SOAL LATIHAN:
1) Menurut teks halaman, sejak tahun berapa PT Nusa Halmahera Mineral mengeksploitasi emas di daerah Gosowong?
2) Kutiplah dengan tepat bagian teks halaman mulai dari "B. Keragaman Agama" sampai dengan "claim (klaim kebenaran).".

TEKS HALAMAN:

Kedua, Ketegangan Masalah Agama. Banyak pihak yang
memperkirakan bahwa kebijakan migrasi masyarakat Makian ke Kao
adalah dalam rangka mengimbangi atau sebagai reaksi atas misi
zending (Kristenisasi) yang tampaknya semakin meluas di wilayah
Halmahera, sedangkan isu gunung berapi hanyalah isu saja. Hal ini
berdasarkan alasan bahwa semua penduduk makian memeluk
agama Islam. Alasan yang lain adalah mengapa yang di pilih
Kecamatan Kao yang letaknya sangat jauh dari Pulau Makian karena
masih banyak lahan di Halmahera Tengah dan beberapa pulau lain
yang masih bisa ditempati. Sebagian besar pemeluk agama Kristen
menempati Halmahera Utara, dengan batas wilayah bagian selatan
pemeluk agama Kristen terbesar berada di kecamatan Kao, hal ini
menyebabkan Kecamatan Kao tempat yang strategis dalam
penyebaran misionaris ke Halmahera Selatan.
Ketiga, Perebutan Sumber Daya Alam. Salah satu kekayan
alam di Maluku Utara adalah pertambangan seperti emas dan nikel.
76
Aktivitas pertambangan emas banyak dilakukan di wilayah sekitar
perbatasan antara Kabupaten Halmahera Utara dengan Halmahera
Barat, dan Kecamatan Malifut. Salah satu perusahaan tambang yang
melakukan eksplorasi pertambangan adalah PT Nusa Halmahera
Mineral (NHM). Perusahaan ini mengeksploitasi emas di daerah
Gosowong sejak tahun 1997. Seiring berjalannya waktu, ternyata
NHM ini dianggap merugikan masyarakat sekitarnya, karena
terjadinya konflik yang melibatkan 250 tenaga kerja beragama Islam
dan Kristen di pertambangan PT. NHM di Gosowong, Kecamatan
Kao diberhentikan sejak Oktober 1999. Hal ini terlihat bahwa PT
NHM tidak mau mengambil resiko terhadap dampak yang akan
ditimbulkan dari konflik kedua belah pihak tersebut. PT NHM
mengambil langkah untuk menganti pekerja-pekerja lokal dengan
para pekerja di luar daerah, seperti : Ternate, Manado, Makasar dan
Jawa.
B. Keragaman Agama
Keragaman agama ternyata menimbulkan dilema tersendiri. Di
satu sisi, memberikan kontribusi positif untuk pembangunan bangsa.
Namun di sisi lain keragaman agama dapat juga berpotensi menjadi
sumber konflik di kemudian hari. Konflik bisa saja terjadi. Penyebab
konflik terkadang disebabkan adanya truth claim (klaim kebenaran).

BARIS DATA:
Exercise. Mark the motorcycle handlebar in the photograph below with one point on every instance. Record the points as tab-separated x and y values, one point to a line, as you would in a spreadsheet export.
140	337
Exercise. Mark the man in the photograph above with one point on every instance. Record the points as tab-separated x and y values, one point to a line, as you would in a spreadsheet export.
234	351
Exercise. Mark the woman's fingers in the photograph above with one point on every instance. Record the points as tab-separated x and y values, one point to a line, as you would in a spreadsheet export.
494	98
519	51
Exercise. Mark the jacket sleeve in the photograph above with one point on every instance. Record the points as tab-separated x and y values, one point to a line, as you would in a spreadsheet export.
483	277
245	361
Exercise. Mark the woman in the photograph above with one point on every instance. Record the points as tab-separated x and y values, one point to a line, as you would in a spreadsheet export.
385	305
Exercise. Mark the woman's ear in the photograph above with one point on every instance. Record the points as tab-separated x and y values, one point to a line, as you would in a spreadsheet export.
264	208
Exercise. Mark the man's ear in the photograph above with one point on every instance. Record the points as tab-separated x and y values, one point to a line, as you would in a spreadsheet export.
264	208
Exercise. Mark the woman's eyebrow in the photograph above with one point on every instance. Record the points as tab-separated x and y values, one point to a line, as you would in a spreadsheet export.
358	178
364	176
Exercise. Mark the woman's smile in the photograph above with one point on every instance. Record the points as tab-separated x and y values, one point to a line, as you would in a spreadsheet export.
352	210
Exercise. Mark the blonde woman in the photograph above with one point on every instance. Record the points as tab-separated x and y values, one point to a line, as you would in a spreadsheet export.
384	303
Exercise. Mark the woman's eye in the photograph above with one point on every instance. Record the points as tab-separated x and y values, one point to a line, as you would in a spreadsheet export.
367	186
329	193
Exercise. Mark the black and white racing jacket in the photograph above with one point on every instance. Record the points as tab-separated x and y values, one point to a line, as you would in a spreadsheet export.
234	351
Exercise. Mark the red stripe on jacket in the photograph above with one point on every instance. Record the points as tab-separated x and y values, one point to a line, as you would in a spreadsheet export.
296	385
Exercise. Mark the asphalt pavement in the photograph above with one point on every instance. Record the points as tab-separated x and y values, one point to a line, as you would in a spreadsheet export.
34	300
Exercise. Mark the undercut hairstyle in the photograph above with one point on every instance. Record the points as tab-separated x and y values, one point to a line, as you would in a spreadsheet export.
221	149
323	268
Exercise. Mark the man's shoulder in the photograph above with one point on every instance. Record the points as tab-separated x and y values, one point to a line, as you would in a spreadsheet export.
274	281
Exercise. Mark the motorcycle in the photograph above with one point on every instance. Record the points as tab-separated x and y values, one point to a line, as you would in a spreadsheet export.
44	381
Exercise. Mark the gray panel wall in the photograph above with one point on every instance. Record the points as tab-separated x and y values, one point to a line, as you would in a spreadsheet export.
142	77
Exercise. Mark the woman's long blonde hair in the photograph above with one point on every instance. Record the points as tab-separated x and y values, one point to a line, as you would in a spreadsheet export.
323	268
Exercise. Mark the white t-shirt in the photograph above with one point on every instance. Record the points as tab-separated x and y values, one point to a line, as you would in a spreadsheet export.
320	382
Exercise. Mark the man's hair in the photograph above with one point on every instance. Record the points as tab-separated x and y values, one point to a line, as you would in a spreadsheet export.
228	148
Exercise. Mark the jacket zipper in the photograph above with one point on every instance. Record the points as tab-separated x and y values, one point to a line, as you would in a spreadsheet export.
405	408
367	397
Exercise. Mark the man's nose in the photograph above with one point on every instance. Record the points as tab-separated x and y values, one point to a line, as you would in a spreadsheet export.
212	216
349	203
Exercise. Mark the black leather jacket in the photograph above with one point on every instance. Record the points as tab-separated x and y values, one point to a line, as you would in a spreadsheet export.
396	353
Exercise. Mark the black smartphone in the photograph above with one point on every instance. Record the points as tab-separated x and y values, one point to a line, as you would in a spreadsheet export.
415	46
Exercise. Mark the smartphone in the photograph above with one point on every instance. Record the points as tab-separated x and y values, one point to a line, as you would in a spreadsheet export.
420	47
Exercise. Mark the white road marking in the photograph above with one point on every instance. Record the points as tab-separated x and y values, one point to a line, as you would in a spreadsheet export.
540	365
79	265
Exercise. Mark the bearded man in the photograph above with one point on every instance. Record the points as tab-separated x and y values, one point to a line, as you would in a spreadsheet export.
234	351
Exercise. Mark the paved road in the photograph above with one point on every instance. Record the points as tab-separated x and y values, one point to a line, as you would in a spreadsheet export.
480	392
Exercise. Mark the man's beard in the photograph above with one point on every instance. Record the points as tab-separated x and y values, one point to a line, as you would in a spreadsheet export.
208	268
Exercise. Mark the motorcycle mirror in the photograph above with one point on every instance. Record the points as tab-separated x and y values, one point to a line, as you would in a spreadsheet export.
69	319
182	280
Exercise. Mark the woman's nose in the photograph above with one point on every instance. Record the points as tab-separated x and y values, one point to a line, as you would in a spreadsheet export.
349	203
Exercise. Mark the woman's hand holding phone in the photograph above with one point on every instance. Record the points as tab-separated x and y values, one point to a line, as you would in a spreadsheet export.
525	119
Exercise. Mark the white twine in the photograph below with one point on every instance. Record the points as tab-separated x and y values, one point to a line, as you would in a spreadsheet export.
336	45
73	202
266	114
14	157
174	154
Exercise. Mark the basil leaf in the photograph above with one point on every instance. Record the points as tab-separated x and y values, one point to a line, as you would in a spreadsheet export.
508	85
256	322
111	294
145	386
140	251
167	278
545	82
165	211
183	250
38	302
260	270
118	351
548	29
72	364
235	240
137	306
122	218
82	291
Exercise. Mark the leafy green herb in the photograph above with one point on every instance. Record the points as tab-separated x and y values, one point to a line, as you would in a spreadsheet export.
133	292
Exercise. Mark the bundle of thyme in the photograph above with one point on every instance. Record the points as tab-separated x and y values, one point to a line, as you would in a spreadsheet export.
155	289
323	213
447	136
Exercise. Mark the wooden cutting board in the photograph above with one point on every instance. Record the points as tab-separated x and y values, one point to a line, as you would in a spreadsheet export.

JAWABAN:
1) Sejak tahun 1997.

2)
B. Keragaman Agama
Keragaman agama ternyata menimbulkan dilema tersendiri. Di
satu sisi, memberikan kontribusi positif untuk pembangunan bangsa.
Namun di sisi lain keragaman agama dapat juga berpotensi menjadi
sumber konflik di kemudian hari. Konflik bisa saja terjadi. Penyebab
konflik terkadang disebabkan adanya truth claim (klaim kebenaran).